• **Source text**
++++++++

I'm not sure if these gory details are really relevant.  The point, I 
think, is basically that the bases of QEMU_CLOCK_REALTIME and 
QEMU_CLOCK_VIRTUAL differ.  QEMU_CLOCK_REALTIME is based at the Unix epoch,
QEMU_CLOCK_VIRTUAL is based at the time QEMU starts.


> +    realtime_clock_value = qemu_clock_get_ns(QEMU_CLOCK_REALTIME);
> +    virtual_clock_value = qemu_clock_get_ns(QEMU_CLOCK_VIRTUAL);
> +    if (clocks_offset == -1) {
> +        clocks_offset = realtime_clock_value - virtual_clock_value;
> +    }
> +    sc->diff_clk = virtual_clock_value - realtime_clock_value + clocks_offset;
> +    sc->original_instr_counter = cpu->icount_extra + cpu->icount_decr.u16.low;
> +}
> +#else
> +/* We don't use the align feature for User emulation
> +   thus we add empty functions which shall be ignored
> +   by the compiler */
> +static void align_clocks(SyncClocks *sc, const CPUState *cpu)
> +{
> +}
> +
> +static void init_delay_params(SyncClocks *sc,
> +                              const CPUState *cpu)
> +{
> +}
> +#endif /* CONFIG USER ONLY */
>  
>  void cpu_loop_exit(CPUState *cpu)
>  {
> @@ -227,6 +323,11 @@ int cpu_exec(CPUArchState *env)

++++++++

• **Listed entries**
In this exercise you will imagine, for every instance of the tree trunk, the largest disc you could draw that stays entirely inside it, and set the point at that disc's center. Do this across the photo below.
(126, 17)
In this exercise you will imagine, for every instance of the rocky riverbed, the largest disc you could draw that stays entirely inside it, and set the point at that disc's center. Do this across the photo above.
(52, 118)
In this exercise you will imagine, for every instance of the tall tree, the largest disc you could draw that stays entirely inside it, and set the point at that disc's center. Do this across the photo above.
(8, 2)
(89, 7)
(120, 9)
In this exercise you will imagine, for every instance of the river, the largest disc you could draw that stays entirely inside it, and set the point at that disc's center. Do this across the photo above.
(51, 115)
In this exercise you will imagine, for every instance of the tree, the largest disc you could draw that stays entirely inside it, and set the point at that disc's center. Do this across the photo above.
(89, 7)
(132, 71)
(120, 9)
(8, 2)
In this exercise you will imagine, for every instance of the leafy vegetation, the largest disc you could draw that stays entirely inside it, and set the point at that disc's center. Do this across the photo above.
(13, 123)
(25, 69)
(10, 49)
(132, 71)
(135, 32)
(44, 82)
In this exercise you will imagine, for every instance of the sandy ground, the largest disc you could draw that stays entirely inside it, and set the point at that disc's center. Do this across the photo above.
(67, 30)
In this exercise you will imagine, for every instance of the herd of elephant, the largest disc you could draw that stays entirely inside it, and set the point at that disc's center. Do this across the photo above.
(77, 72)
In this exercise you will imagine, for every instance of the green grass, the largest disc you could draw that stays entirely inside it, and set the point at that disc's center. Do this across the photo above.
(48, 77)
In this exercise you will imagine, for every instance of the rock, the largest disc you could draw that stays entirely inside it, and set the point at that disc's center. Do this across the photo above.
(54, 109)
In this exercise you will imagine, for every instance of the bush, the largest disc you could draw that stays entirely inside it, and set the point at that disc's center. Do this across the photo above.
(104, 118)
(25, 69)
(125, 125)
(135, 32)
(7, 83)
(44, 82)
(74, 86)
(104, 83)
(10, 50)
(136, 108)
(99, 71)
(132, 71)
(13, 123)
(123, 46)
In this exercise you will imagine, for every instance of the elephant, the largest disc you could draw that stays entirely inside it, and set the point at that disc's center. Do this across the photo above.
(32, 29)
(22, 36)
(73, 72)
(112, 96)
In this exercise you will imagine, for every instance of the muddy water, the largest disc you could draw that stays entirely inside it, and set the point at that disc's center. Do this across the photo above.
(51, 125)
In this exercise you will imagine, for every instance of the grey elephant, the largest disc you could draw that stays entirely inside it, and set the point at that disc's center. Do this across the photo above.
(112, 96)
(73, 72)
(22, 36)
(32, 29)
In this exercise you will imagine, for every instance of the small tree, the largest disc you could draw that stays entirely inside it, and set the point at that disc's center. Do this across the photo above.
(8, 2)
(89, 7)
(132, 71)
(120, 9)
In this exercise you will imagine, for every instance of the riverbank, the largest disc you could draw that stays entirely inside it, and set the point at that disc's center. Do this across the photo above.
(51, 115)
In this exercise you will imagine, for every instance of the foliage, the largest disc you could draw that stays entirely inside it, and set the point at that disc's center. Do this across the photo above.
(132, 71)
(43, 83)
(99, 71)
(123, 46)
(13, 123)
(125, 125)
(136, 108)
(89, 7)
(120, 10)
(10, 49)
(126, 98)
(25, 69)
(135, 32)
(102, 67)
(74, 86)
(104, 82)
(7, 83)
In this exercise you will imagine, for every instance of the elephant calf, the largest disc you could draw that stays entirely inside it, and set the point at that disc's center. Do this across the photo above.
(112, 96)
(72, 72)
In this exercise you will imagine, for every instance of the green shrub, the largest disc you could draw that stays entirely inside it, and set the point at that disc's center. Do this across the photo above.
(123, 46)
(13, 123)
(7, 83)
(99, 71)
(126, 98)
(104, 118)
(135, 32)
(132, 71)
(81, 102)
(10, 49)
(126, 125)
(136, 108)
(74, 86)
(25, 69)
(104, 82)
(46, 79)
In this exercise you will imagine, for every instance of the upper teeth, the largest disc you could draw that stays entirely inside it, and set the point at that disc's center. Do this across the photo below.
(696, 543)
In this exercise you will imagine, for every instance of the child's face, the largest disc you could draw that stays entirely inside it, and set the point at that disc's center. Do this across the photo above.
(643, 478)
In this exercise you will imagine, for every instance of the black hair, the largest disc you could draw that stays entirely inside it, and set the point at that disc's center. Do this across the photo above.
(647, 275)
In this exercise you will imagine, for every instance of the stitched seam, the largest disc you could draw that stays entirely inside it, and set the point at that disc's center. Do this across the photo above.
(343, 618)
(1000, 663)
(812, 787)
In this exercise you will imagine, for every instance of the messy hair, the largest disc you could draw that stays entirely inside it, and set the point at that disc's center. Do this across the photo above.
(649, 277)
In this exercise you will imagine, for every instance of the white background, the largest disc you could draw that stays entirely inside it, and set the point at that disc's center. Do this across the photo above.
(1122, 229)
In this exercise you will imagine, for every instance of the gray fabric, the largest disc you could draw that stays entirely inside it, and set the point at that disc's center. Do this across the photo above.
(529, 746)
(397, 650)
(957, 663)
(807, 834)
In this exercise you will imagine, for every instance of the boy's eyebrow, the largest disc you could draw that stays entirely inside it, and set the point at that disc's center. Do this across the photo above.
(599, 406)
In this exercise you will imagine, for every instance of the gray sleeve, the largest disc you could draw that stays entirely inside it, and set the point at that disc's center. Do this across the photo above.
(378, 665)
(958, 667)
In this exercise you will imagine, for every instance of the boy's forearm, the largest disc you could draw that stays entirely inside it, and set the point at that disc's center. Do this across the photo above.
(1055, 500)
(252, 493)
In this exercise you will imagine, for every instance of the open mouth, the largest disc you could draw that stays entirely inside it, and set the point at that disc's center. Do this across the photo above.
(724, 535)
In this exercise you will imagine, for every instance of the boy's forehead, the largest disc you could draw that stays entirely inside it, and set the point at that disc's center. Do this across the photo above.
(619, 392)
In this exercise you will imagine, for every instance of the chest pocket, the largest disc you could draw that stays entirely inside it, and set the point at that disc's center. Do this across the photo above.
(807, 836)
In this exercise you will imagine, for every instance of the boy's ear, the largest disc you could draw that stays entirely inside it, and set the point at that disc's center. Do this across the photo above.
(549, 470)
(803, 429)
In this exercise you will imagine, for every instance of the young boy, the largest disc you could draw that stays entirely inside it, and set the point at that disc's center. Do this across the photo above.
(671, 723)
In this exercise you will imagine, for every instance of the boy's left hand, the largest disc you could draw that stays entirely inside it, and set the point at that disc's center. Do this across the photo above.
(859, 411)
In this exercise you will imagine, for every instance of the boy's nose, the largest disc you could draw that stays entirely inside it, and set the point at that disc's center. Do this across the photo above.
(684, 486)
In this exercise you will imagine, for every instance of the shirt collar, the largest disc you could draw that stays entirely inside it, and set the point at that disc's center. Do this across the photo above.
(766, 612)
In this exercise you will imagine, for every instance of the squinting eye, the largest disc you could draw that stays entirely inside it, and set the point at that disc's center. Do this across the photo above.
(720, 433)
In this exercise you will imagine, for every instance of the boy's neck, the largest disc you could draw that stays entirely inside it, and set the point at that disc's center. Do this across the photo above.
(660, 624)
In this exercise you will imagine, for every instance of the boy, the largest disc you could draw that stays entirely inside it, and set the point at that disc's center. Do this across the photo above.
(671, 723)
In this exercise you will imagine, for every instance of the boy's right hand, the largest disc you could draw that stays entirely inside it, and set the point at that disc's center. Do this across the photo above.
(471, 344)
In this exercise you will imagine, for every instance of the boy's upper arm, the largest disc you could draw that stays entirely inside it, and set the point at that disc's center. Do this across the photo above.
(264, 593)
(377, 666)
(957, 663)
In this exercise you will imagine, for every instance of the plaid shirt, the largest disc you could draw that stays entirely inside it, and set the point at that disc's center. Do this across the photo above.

++++++++

• **What you need to do**
Reproduce the passage of the QEMU clock discussion starting at "I'm not sure" and ending at "time QEMU starts.", switching "gory details" to "internal details".

• **Answer to this task**
I'm not sure if these internal details are really relevant.  The point, I 
think, is basically that the bases of QEMU_CLOCK_REALTIME and 
QEMU_CLOCK_VIRTUAL differ.  QEMU_CLOCK_REALTIME is based at the Unix epoch,
QEMU_CLOCK_VIRTUAL is based at the time QEMU starts.